TASK STATEMENT.
Reproduce the stretch of lines from the start of the records through the line containing "top-left (460, 0), bottom-right (1021, 150)", requests included, with every bounding box coordinate in the answers scaled by 2.1 and rounded to the nearest whole number, halves rounded up. Leave the numbers in the requests and their format samples unchanged.
— BEGIN RECORDS —
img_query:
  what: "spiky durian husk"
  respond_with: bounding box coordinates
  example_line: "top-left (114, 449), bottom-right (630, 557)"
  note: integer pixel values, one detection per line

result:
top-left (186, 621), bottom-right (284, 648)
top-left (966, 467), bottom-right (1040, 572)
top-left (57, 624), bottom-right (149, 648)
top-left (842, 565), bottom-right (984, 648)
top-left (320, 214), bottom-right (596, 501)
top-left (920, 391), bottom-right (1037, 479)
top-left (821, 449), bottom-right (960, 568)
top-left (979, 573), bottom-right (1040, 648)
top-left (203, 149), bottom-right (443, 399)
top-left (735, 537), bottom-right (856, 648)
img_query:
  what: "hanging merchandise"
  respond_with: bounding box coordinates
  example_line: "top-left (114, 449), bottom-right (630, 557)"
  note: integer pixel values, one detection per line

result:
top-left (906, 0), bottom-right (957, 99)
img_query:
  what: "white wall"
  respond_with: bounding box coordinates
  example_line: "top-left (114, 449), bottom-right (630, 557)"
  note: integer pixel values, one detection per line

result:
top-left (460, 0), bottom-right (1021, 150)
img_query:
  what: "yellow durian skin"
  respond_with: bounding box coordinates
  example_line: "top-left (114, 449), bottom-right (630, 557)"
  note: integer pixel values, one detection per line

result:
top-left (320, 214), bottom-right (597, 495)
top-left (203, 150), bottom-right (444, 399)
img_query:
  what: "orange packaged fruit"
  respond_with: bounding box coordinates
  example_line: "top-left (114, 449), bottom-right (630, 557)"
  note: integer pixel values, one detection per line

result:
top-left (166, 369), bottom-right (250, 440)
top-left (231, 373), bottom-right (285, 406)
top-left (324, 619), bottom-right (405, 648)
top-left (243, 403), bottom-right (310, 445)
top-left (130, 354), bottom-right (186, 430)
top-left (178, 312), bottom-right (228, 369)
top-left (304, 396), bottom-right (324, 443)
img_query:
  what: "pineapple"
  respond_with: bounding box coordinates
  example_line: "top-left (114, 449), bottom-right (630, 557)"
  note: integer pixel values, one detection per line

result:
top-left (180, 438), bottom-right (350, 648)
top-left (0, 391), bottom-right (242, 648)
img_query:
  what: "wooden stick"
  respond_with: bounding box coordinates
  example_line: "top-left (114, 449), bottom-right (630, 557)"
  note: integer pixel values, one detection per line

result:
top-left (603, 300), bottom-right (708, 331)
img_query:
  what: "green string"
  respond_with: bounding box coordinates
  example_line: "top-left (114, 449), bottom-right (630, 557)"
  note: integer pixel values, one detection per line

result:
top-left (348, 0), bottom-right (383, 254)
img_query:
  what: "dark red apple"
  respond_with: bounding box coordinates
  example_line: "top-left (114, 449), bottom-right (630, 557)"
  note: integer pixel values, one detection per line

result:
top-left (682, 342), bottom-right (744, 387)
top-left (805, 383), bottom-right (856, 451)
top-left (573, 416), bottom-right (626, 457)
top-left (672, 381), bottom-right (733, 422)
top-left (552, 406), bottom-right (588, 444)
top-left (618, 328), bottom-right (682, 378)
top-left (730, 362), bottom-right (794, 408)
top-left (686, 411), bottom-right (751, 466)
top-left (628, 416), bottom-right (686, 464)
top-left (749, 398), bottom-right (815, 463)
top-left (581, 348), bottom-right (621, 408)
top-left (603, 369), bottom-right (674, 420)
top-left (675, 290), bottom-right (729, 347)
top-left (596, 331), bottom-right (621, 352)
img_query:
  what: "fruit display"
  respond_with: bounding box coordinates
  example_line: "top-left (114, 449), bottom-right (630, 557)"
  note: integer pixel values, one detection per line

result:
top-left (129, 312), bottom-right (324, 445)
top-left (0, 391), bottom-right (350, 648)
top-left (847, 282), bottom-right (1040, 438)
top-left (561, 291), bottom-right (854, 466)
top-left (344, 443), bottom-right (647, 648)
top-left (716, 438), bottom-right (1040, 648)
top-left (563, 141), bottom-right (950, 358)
— END RECORDS —
EXERCISE SOLUTION.
img_query:
  what: "spiky durian husk"
  respond_with: bounding box coordinates
  example_line: "top-left (114, 449), bottom-right (630, 557)"
  note: integer pixel values, one detection per line

result:
top-left (391, 1304), bottom-right (596, 1361)
top-left (2029, 981), bottom-right (2184, 1201)
top-left (120, 1310), bottom-right (313, 1361)
top-left (1768, 1187), bottom-right (2066, 1361)
top-left (672, 449), bottom-right (1252, 1052)
top-left (1932, 821), bottom-right (2178, 1006)
top-left (1724, 943), bottom-right (2016, 1193)
top-left (2056, 1203), bottom-right (2184, 1361)
top-left (426, 313), bottom-right (930, 838)
top-left (1544, 1128), bottom-right (1798, 1361)
img_query:
  what: "hanging merchandise"
  respond_with: bounding box coordinates
  example_line: "top-left (114, 449), bottom-right (630, 557)"
  note: integer pixel values, one detection per line

result:
top-left (1903, 0), bottom-right (2010, 208)
img_query:
  what: "white wall"
  respond_with: bounding box coordinates
  example_line: "top-left (114, 449), bottom-right (630, 557)"
  note: integer pixel values, one detection per line

result:
top-left (966, 0), bottom-right (2144, 315)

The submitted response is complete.